Since the pictures are not wanted, retype the listing below exactly and without them.

Supplied data
• • •

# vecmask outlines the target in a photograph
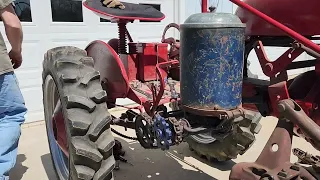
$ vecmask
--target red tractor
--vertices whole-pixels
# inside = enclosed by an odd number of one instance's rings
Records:
[[[213,7],[206,12],[203,0],[203,13],[191,15],[181,25],[169,24],[156,43],[134,42],[126,28],[134,20],[164,19],[155,8],[115,0],[83,2],[95,14],[117,23],[119,37],[93,41],[84,50],[56,47],[44,56],[45,120],[60,179],[113,179],[123,151],[112,132],[137,140],[146,149],[167,150],[185,141],[210,160],[235,159],[254,143],[262,116],[279,117],[278,138],[271,136],[256,163],[235,165],[230,179],[276,179],[282,169],[290,179],[313,178],[304,168],[291,166],[288,158],[293,129],[319,147],[316,59],[320,48],[310,40],[320,32],[311,25],[318,21],[315,8],[320,3],[310,0],[309,9],[299,10],[302,18],[293,19],[289,14],[300,7],[298,0],[231,1],[240,6],[236,15],[216,13]],[[165,38],[171,27],[180,31],[179,40]],[[272,62],[263,45],[288,47],[288,51]],[[253,49],[270,81],[250,76],[247,58]],[[292,62],[303,52],[316,59]],[[288,80],[287,70],[311,66],[316,69]],[[118,98],[138,105],[114,117],[108,111],[120,106]],[[136,137],[111,125],[132,128]],[[277,152],[270,151],[274,144],[279,146]]]

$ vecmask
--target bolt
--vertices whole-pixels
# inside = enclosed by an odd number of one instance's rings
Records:
[[[271,63],[267,63],[266,65],[264,65],[264,68],[267,72],[272,72],[273,65]]]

• • •

Output below
# vecmask outlines the target in a photograph
$ vecmask
--target red tractor
--vertices whole-pixels
# inside = enclosed by an odd number of one instance's rings
Records:
[[[213,7],[206,12],[203,0],[203,13],[191,15],[181,25],[169,24],[156,43],[134,42],[126,28],[134,20],[164,19],[155,8],[115,0],[83,2],[95,14],[117,23],[119,37],[93,41],[84,50],[56,47],[44,56],[45,120],[60,179],[113,179],[123,151],[112,132],[137,140],[146,149],[167,150],[185,141],[210,160],[235,159],[254,143],[262,116],[279,117],[278,138],[271,136],[256,163],[235,165],[230,179],[276,179],[282,169],[290,179],[313,178],[304,168],[291,166],[288,158],[293,129],[319,147],[316,59],[320,48],[310,40],[320,32],[311,25],[318,21],[315,8],[320,3],[310,0],[309,9],[299,10],[302,18],[293,19],[289,14],[300,7],[298,0],[231,1],[240,6],[236,15],[216,13]],[[165,38],[171,27],[180,31],[179,40]],[[272,62],[263,45],[288,47],[288,51]],[[253,49],[270,81],[250,76],[247,58]],[[292,62],[303,52],[316,59]],[[288,80],[287,70],[311,66],[316,69]],[[118,98],[138,105],[114,117],[108,111],[120,106]],[[136,137],[111,125],[132,128]],[[277,152],[270,151],[274,144],[279,146]]]

$ vecmask
--target bolt
--vertices whole-pixels
# inside = enclosed by an odd number of one instance's rings
Records:
[[[271,63],[267,63],[266,65],[264,65],[264,68],[267,72],[272,72],[273,65]]]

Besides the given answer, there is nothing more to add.